#### [INSTRUCTION 1]
In the passage about the Illinois congressional map, how many seats do national Democrats need to win back to reclaim the House majority?
#### [INSTRUCTION 2]
Write out the part of the Illinois redistricting passage that starts with "Republicans vehemently protested" and goes on through "seek another term.", word for word.

#### [GIVEN PASSAGE]
Illinois Democrats drew one of the most aggressive new Congressional maps so far this cycle.

The state will lose one House seat next year, and Democrats targeted five GOP House Members for defeat in their redraw. Their effort not only will force at least two pairs of Republican Members to face off in primaries but also creates Democratic opportunities in open seats.

Republicans vehemently protested the map and have sued in hopes it might be overturned. They argue there are enough Hispanic voters in Rep. Luis Gutierrez’s (D) district and around Chicago to warrant a second Hispanic-majority district.

At first, Republicans withheld re-election announcements about their future districts during the lawsuit. But one by one, Illinois GOP Members are making it clear where they’ll seek another term.

The result is at least two Member-vs.-Member races in northeast Illinois — and possibly a couple of the most exciting primary contests in the country. Five GOP-held seats are more competitive for Democrats than they were last cycle, giving national Democrats a boost as they attempt to win back the 25 seats they need to reclaim the House majority.

#### [SUPPLIED ENTRIES]
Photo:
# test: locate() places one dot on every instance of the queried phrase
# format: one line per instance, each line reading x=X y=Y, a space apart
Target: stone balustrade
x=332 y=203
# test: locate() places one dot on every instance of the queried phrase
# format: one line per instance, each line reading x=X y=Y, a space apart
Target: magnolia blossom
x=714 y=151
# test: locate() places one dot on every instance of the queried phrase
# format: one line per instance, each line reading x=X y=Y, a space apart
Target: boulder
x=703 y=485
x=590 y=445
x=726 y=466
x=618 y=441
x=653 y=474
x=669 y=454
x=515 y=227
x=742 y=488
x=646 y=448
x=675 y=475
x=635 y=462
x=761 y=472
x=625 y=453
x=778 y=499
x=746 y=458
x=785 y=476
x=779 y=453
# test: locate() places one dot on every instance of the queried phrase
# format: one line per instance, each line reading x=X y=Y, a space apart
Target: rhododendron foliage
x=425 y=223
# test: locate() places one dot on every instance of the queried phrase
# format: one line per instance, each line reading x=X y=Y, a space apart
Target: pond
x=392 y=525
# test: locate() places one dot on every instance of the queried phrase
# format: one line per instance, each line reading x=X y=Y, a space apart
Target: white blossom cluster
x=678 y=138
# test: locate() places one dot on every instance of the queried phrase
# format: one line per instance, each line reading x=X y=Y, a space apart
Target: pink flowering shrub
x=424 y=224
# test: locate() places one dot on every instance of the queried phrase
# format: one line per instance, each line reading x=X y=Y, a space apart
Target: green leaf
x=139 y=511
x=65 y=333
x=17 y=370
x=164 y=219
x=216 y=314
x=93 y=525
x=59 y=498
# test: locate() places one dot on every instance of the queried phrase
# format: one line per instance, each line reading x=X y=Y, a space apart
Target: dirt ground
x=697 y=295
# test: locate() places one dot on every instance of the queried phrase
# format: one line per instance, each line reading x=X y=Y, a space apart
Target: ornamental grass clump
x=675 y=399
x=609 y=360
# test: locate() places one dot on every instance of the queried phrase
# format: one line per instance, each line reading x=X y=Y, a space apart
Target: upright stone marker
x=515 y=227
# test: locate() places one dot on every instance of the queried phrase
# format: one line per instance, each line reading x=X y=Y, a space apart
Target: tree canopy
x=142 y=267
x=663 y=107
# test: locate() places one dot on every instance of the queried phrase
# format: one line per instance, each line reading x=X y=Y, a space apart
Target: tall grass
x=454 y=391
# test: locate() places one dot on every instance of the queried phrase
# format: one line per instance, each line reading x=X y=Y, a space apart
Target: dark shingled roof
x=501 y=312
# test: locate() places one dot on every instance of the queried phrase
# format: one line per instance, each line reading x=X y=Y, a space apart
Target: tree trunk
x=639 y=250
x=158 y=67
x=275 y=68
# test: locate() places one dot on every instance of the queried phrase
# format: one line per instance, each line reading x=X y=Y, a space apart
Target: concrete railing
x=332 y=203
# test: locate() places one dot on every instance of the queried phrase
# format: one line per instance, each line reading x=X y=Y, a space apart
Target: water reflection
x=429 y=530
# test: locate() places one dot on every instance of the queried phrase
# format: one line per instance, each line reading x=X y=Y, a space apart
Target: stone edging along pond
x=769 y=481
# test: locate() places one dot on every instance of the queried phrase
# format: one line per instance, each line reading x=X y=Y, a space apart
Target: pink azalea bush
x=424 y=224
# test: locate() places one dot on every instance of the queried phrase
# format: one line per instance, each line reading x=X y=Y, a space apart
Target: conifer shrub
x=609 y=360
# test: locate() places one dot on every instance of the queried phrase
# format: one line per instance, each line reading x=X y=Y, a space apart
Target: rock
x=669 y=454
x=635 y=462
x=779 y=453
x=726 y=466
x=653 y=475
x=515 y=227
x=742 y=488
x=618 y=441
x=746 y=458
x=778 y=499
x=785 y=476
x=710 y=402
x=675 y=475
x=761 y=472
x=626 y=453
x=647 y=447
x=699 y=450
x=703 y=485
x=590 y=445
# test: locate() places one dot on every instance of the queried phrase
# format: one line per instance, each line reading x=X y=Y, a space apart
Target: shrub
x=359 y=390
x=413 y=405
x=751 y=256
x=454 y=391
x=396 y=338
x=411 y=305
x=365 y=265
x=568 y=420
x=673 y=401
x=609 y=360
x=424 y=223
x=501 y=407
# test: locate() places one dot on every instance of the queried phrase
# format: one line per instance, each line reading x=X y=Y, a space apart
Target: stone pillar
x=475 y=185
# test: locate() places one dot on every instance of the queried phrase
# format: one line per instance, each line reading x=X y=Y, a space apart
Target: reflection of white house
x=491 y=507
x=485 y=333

#### [SOLUTION 1]
25 seats.

#### [SOLUTION 2]
Republicans vehemently protested the map and have sued in hopes it might be overturned. They argue there are enough Hispanic voters in Rep. Luis Gutierrez’s (D) district and around Chicago to warrant a second Hispanic-majority district.

At first, Republicans withheld re-election announcements about their future districts during the lawsuit. But one by one, Illinois GOP Members are making it clear where they’ll seek another term.